REQUIREMENT —
The records below are to be retyped in full, without any alteration.

DATA IN THIS EXERCISE —
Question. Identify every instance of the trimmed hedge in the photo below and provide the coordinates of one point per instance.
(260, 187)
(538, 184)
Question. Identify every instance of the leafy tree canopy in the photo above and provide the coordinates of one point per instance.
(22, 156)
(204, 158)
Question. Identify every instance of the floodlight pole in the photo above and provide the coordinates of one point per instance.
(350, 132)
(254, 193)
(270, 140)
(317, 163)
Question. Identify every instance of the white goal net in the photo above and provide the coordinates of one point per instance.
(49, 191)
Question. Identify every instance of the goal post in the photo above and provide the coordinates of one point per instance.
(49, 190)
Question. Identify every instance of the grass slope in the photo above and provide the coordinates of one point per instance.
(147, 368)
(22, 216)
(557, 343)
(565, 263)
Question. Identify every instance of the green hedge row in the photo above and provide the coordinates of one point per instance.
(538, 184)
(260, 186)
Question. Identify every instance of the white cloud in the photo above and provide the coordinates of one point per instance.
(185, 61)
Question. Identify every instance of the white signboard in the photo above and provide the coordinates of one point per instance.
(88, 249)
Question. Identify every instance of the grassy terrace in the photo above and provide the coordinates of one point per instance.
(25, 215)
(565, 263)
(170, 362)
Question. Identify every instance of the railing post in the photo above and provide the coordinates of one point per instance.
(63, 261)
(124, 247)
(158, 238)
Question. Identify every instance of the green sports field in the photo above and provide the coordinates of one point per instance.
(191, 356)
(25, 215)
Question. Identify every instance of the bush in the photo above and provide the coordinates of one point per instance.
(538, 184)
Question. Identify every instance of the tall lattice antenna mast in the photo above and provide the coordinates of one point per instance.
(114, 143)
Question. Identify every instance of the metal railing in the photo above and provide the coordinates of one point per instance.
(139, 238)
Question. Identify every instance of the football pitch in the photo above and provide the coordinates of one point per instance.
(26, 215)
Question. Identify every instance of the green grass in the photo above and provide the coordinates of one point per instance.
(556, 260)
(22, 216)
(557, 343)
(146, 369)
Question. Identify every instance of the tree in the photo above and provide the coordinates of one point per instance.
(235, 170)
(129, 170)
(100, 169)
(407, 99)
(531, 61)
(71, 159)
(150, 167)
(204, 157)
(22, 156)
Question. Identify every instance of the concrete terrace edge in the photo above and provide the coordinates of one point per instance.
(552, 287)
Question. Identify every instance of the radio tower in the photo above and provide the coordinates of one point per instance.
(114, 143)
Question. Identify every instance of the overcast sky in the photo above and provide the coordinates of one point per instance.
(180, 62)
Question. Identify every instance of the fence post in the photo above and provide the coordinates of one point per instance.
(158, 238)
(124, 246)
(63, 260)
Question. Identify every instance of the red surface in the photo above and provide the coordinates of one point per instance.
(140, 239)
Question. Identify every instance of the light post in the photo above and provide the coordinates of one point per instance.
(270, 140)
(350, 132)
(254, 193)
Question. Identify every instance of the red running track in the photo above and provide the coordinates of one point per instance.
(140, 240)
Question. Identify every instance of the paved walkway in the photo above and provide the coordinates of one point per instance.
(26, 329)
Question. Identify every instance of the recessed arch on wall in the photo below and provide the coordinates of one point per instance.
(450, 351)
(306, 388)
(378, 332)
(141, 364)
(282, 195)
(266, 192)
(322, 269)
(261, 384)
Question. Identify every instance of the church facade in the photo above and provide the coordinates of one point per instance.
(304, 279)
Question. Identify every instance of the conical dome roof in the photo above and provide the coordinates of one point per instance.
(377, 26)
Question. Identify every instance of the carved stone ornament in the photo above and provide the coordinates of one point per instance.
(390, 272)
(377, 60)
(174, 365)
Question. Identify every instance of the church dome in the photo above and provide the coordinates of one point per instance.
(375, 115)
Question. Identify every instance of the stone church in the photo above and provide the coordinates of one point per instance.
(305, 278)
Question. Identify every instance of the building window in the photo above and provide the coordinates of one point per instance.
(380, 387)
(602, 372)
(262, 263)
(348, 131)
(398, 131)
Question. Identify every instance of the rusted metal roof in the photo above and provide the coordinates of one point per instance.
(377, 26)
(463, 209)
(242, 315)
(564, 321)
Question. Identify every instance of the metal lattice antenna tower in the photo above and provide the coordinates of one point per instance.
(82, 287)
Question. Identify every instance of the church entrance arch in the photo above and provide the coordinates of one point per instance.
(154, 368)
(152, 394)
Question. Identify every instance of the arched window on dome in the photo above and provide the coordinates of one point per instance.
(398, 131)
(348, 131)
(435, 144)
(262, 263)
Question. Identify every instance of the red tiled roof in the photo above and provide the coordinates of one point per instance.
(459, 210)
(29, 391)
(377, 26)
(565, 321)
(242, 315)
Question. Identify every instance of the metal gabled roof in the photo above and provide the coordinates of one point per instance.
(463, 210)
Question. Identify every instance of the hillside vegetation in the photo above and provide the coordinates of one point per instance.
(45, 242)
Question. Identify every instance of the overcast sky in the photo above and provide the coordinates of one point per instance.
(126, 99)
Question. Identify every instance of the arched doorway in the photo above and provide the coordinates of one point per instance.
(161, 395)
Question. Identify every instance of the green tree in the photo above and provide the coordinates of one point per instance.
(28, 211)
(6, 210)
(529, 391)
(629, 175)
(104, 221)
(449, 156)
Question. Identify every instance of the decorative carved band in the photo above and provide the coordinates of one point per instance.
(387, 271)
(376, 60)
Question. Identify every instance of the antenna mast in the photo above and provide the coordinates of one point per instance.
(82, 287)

YOUR SOLUTION —
Question. Identify every instance of the trimmed hedge in the photo below and provide the coordinates of one point per instance.
(260, 187)
(538, 184)
Question. Identify every instance of the leafy tree canopy in the photo above and provide the coordinates of one point per instance.
(22, 156)
(204, 158)
Question. Identify every instance of the floodlight pole in the photo above and provide the coordinates of one point per instance.
(350, 132)
(254, 193)
(270, 140)
(317, 163)
Question. Identify every instance of the white goal net in the photo above and provide the coordinates of one point per instance.
(49, 191)
Question. Identify every instance of the goal post in the photo above and provide the coordinates of one point per instance.
(49, 190)
Question. Identify every instance of the grass slope in the photo above and provide the coordinates of one point per instance.
(147, 368)
(22, 216)
(557, 343)
(565, 263)
Question. Identify every instance of the green hedge row in the photo above and provide the coordinates of one point per instance.
(538, 184)
(260, 186)
Question. Identify every instance of the white cloud in the photo above and provide the coordinates of one point per instance.
(185, 61)
Question. Identify every instance of the white signboard in the photo above and provide the coordinates of one point per instance.
(88, 249)
Question. Identify every instance of the grassy terrace in the photo above and provide the coordinates of one point per instance.
(25, 215)
(565, 263)
(170, 362)
Question. Identify every instance of the railing post in the photo above and provide the coordinates of one point per instance.
(63, 261)
(124, 247)
(158, 238)
Question. Identify every instance of the green sports field in the photo above and provide the coordinates of one point per instance.
(191, 356)
(25, 215)
Question. Identify every instance of the bush in the photo above and provide the coordinates of one point per instance.
(538, 184)
Question. Identify every instance of the tall lattice antenna mast in the photo above and provide the coordinates of one point per instance.
(114, 143)
Question. Identify every instance of the metal railing in the photo above and provide the coordinates of one point per instance.
(139, 238)
Question. Identify every instance of the football pitch in the photo above and provide the coordinates of one point per instance.
(26, 215)
Question. Identify every instance of the green grass in the photo above and provide the coordinates of one point per instance.
(556, 260)
(22, 216)
(557, 343)
(146, 369)
Question. Identify every instance of the tree in the photo above and provide the coordinates of one point per instance.
(235, 170)
(129, 170)
(100, 169)
(407, 99)
(531, 61)
(71, 159)
(150, 167)
(204, 157)
(22, 156)
Question. Identify every instance of the concrete terrace edge in the photo above and provide the coordinates of one point per instance.
(552, 287)
Question. Identify every instance of the radio tower in the photo above and provide the coordinates of one point per instance.
(114, 143)
Question. Identify every instance of the overcast sky in the photo above and provide the coordinates of one point per instance.
(180, 62)
Question. Identify every instance of the fence post in the photo above and provide the coordinates of one point per instance.
(158, 238)
(124, 246)
(63, 260)
Question. Identify every instance of the red surface in the photo above and provide the coordinates of one point per instance.
(140, 239)
Question. Identify every instance of the light post in the photo above and provide the coordinates of one point per instance.
(270, 140)
(350, 132)
(254, 193)
Question. Identify every instance of the red running track in the photo above and provide the coordinates of one point per instance.
(140, 240)
Question. Identify every instance of the paved walkway in the photo above and provide the coordinates of one point per instance.
(26, 329)
Question. Identify every instance of the recessed arch on wall in the photo below and provide the coordinates of one point per instance.
(450, 351)
(306, 388)
(378, 332)
(141, 364)
(282, 195)
(266, 192)
(322, 269)
(261, 384)
Question. Identify every instance of the church facade in the photo above and provide the coordinates of one point per instance.
(304, 279)
Question. Identify every instance of the conical dome roof in the photo above and provide the coordinates of one point per instance.
(377, 26)
Question. Identify every instance of the carved stone ornament in the photo above and provide the coordinates of one point per instance.
(390, 272)
(377, 60)
(174, 365)
Question. Identify every instance of the church dome in the photo above and provide the coordinates of one point per instance.
(375, 115)
Question. Identify every instance of the stone church in the photo above and provide the coordinates of one point per instance.
(305, 278)
Question. Identify every instance of the building window in the photo above and provide the coordinates of one point per instance.
(380, 387)
(602, 372)
(262, 263)
(348, 131)
(398, 131)
Question. Identify every instance of the rusted metal roof in the photo above and provide the coordinates of one point per instance.
(377, 26)
(463, 209)
(242, 315)
(564, 321)
Question. Identify every instance of the metal lattice antenna tower in the photo above and provide the coordinates of one point per instance.
(82, 287)
Question. Identify every instance of the church entrance arch in the photo above and provide the coordinates of one point per instance.
(154, 368)
(152, 394)
Question. Identify every instance of the arched window on dome in the photo above and provide the coordinates of one point per instance.
(398, 131)
(348, 131)
(435, 144)
(262, 263)
Question. Identify every instance of the red tiled roof in the photo above and provide the coordinates of one point per instance.
(459, 210)
(29, 391)
(377, 26)
(565, 321)
(242, 315)
Question. Identify every instance of the metal gabled roof in the photo above and provide the coordinates of one point per instance.
(463, 210)
Question. Identify every instance of the hillside vegetation in the photo above and provide the coordinates of one point per instance.
(45, 242)
Question. Identify every instance of the overcast sky in the photo above and provide the coordinates of one point per instance.
(126, 99)
Question. Identify every instance of the arched doorway in the photo above and provide the coordinates of one point per instance.
(161, 395)
Question. Identify every instance of the green tree in the photo above and provide the coordinates of one point per instance.
(28, 211)
(6, 210)
(529, 391)
(629, 175)
(104, 221)
(449, 156)
Question. Identify every instance of the decorative carved band in the photo above and provide the coordinates of one point per instance.
(387, 271)
(376, 60)
Question. Identify every instance of the antenna mast in the photo above and provide the coordinates of one point per instance.
(82, 287)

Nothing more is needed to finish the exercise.